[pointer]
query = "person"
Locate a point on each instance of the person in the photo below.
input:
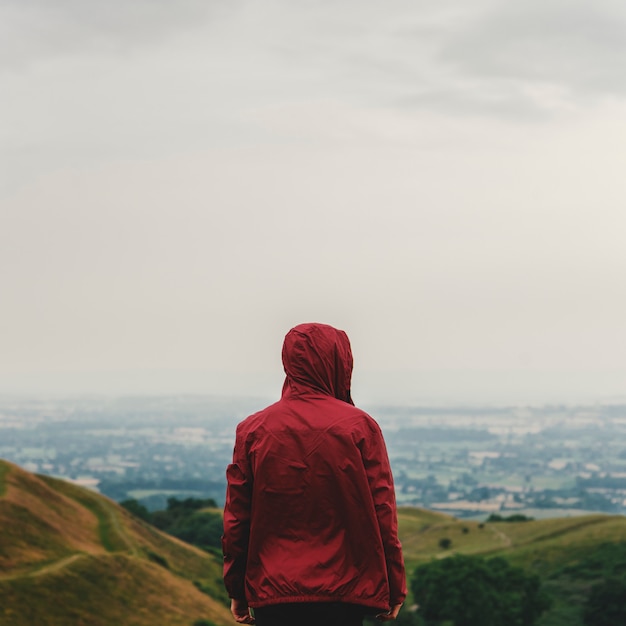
(310, 523)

◆ WORK ORDER ◆
For this task, give again exactly the lines from the line with "Locate a point" through the end of the entries, including both ends, and omit the pictures.

◆ ANSWER BOX ◆
Locate a point on each instance of the person in the photo below.
input:
(310, 523)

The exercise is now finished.